---------- AVAILABLE DATA

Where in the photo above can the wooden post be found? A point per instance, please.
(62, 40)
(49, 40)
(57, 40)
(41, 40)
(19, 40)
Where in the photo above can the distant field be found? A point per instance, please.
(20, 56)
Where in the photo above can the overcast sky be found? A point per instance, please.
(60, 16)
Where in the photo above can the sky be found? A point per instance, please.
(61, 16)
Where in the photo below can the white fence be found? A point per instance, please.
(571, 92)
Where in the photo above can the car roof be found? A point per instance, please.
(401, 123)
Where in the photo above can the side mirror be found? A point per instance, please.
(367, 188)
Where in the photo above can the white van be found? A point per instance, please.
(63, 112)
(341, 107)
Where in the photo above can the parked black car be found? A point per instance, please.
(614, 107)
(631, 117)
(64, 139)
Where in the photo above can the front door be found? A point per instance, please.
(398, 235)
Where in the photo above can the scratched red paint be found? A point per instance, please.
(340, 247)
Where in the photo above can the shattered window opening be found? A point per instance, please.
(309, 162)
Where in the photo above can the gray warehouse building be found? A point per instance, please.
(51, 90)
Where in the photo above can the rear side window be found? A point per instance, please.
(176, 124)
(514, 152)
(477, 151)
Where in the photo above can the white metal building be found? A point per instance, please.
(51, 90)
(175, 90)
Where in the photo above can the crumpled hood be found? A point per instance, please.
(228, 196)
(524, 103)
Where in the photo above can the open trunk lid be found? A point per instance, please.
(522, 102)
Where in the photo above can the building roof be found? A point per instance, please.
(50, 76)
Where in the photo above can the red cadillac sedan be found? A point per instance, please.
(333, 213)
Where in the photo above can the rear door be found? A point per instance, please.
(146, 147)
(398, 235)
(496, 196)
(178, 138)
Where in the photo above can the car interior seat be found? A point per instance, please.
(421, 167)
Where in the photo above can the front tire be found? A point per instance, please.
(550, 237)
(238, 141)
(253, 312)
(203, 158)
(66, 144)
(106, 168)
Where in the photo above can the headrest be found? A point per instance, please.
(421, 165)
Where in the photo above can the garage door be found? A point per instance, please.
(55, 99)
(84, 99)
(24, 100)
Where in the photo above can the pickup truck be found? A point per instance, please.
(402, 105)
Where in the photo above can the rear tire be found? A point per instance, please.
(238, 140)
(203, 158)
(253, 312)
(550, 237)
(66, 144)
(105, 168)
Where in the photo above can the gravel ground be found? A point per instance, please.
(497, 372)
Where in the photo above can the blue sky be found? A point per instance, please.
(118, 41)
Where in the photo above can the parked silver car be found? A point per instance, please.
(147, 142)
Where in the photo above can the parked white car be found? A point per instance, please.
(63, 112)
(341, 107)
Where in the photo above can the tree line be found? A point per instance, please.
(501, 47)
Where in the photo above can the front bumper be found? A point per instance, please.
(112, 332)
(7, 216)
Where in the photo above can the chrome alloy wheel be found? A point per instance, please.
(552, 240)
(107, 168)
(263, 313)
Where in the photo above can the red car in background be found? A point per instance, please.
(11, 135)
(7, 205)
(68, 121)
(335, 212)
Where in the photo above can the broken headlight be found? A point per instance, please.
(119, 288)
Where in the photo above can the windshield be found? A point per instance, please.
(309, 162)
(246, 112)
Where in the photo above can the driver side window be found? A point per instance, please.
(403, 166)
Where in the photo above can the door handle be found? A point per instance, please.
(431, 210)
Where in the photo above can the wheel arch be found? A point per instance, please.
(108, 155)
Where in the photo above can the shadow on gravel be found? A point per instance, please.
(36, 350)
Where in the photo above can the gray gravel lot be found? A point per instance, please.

--------------------

- [WHAT IS BEING ASKED]
Output only the lines from the one that contains "Where in the photo above can the door" through the final line of the records, exactly as given.

- [REPLY]
Where in the photo above can the door handle be found? A point per instance, please.
(431, 210)
Where in the photo above can the wheel arch be found? A point per instance, please.
(108, 155)
Where in the photo above can the shadow on gravel be found? A point per instance, please.
(36, 350)
Where in the photo above can the gray gravel lot be found? A point per instance, please.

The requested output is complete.